The records that follow are to be repeated exactly, with the pictures removed.

__Excerpts from point annotation data__.
•••••

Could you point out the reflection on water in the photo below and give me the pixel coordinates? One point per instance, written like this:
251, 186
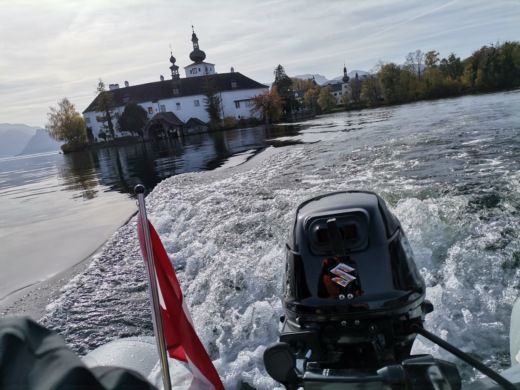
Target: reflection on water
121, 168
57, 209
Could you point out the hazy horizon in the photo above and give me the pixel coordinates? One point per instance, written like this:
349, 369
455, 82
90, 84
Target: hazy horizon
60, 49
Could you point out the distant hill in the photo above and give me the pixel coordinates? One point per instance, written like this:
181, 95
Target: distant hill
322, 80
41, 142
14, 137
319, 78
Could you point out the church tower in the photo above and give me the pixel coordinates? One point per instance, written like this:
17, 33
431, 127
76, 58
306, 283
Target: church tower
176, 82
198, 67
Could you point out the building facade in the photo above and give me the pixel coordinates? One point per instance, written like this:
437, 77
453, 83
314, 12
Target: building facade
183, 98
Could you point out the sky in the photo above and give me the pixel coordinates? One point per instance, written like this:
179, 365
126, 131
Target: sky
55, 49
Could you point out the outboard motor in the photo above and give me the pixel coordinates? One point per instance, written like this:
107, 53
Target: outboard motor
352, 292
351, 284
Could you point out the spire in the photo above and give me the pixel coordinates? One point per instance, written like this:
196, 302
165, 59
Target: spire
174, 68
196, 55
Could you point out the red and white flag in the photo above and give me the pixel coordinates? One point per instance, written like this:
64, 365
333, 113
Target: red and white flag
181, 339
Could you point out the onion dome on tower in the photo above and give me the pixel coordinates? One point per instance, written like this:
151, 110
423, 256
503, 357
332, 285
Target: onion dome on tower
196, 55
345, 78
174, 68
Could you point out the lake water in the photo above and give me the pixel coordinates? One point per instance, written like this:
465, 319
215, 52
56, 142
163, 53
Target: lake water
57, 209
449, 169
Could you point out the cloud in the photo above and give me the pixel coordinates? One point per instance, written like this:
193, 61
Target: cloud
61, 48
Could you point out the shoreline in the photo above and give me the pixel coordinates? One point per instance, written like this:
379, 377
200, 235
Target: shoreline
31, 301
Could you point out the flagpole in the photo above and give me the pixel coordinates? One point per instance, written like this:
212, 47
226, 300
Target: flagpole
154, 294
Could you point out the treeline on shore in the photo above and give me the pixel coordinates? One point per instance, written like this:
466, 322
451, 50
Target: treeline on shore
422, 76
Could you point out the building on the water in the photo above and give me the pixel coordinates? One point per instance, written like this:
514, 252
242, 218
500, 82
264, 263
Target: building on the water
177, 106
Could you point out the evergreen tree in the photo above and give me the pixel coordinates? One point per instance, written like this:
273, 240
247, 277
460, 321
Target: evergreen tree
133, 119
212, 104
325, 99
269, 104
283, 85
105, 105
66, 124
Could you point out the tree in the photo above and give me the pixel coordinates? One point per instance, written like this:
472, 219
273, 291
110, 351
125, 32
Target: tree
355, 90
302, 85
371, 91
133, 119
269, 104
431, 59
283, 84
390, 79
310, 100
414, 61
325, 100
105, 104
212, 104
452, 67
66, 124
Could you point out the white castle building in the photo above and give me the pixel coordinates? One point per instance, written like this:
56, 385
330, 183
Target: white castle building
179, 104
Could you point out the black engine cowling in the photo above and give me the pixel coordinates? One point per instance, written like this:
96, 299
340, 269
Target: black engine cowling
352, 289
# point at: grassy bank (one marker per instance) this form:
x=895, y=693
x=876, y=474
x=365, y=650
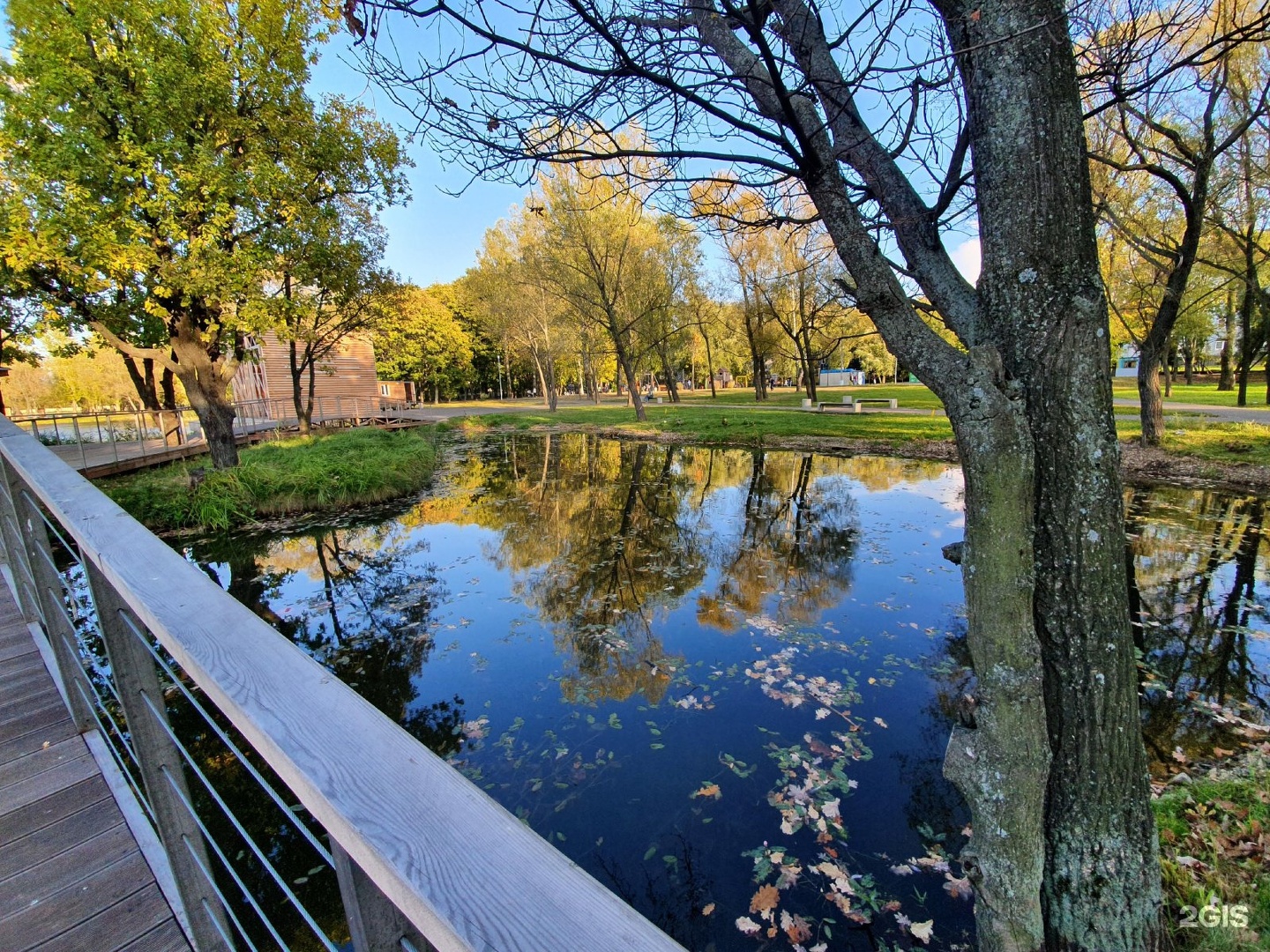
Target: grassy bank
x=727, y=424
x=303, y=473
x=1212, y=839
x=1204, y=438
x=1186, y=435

•••••

__Solution to this task__.
Could you point out the reflection on water in the photo below and give me the pixel coordinates? One point per instance, written like this:
251, 186
Target: reflection on water
121, 168
57, 209
Could you point out the hazy horizon in the photo above and give me the pixel coordinates? One point per instance, written like this:
349, 369
455, 82
90, 84
Target: hazy horizon
60, 49
Could you point out the distant hill in the photo above and give me the pixel coordinates? One point per instance, written like this:
181, 95
Target: distant hill
322, 80
41, 142
14, 137
319, 78
Could you point out the church tower in the photo above and give me the pixel coordinates? One point per instance, written like this:
17, 33
431, 127
76, 58
306, 283
Target: church tower
176, 82
198, 67
Could you point out the building facade in the photo above and give me the pixel coordinates? One point per instance, written like this:
437, 77
453, 83
314, 12
Target: building facade
183, 98
Could you point out the sky in the photo above and give me the pixel coordinates? One point per instance, written like this:
179, 365
126, 131
Target: sky
55, 49
Could you point out the outboard motor in the photo above and give me the pixel coordinates? One point per instance, written like this:
107, 53
Target: outboard motor
352, 292
351, 284
Could you point out the spire in the photo above and give me the pixel coordinates? One point per instance, written like this:
196, 302
165, 59
Target: spire
174, 68
196, 55
Could you point out the red and white flag in the photo above and give me the pixel coordinates? One point per instance, written like this:
64, 365
333, 113
Target: red and white flag
181, 339
Could you point out the onion dome on tower in the photo above and give me the pixel coordinates? One point per instance, written like this:
151, 110
423, 256
503, 357
332, 285
Target: onion dome on tower
196, 55
345, 78
174, 68
Could you point out the lake water in the photo above and give me the pixel coordinates? One point per instance, written like this:
465, 319
215, 52
56, 142
163, 53
Target: lake water
57, 209
449, 169
Could you point out the cloud in the photo above and give me the pixel coordinates? One point per instance, written like this:
193, 61
Target: cloud
61, 48
Could you point out the shoreline in the photo above and give me the pixel coordinates? One point per instance, written like this:
379, 377
200, 235
Target: shoreline
31, 301
Could you point out the flagpole in the photo above and give me the pixel coordinates? One point per instance, written like this:
212, 47
226, 300
Target: flagpole
154, 294
Could you point out the treeline on shore in the photo above and give me the pixel coordinates? One point per instance, written like this:
466, 322
451, 50
Target: treeline on shore
422, 76
Could you point out the building on the water in the photo above and give me the pixel coordinates? One point per instance, written like this:
514, 252
242, 218
500, 82
264, 263
Target: building on the water
177, 106
Could you point out the evergreen tree in the photo above and give me the pixel coordinates? One point per instance, written like this:
273, 240
247, 277
460, 321
Target: evergreen tree
133, 119
212, 104
325, 99
269, 104
283, 85
105, 105
66, 124
Could you point out the tree in the photo above and give me the pixel coordinates? One point per instance, written like this:
472, 219
273, 291
110, 351
125, 32
Target: tree
355, 90
302, 85
371, 91
133, 119
269, 104
431, 59
283, 84
390, 79
310, 100
414, 61
325, 100
105, 104
212, 104
452, 67
66, 124
Could you point out the white castle building in the photo above and give me the pixel coordinates? One point per instance, written like this:
56, 385
330, 183
Target: white castle building
179, 104
Could you point out the black engine cowling in the photo above and give me the pixel coordinates? One point per instance, written like this:
96, 299
340, 269
Target: black engine cowling
352, 289
# point at: grassy bank (one marker per instance) this form:
x=895, y=693
x=876, y=474
x=365, y=650
Target: grassy bank
x=727, y=424
x=303, y=473
x=1212, y=839
x=1204, y=438
x=1186, y=435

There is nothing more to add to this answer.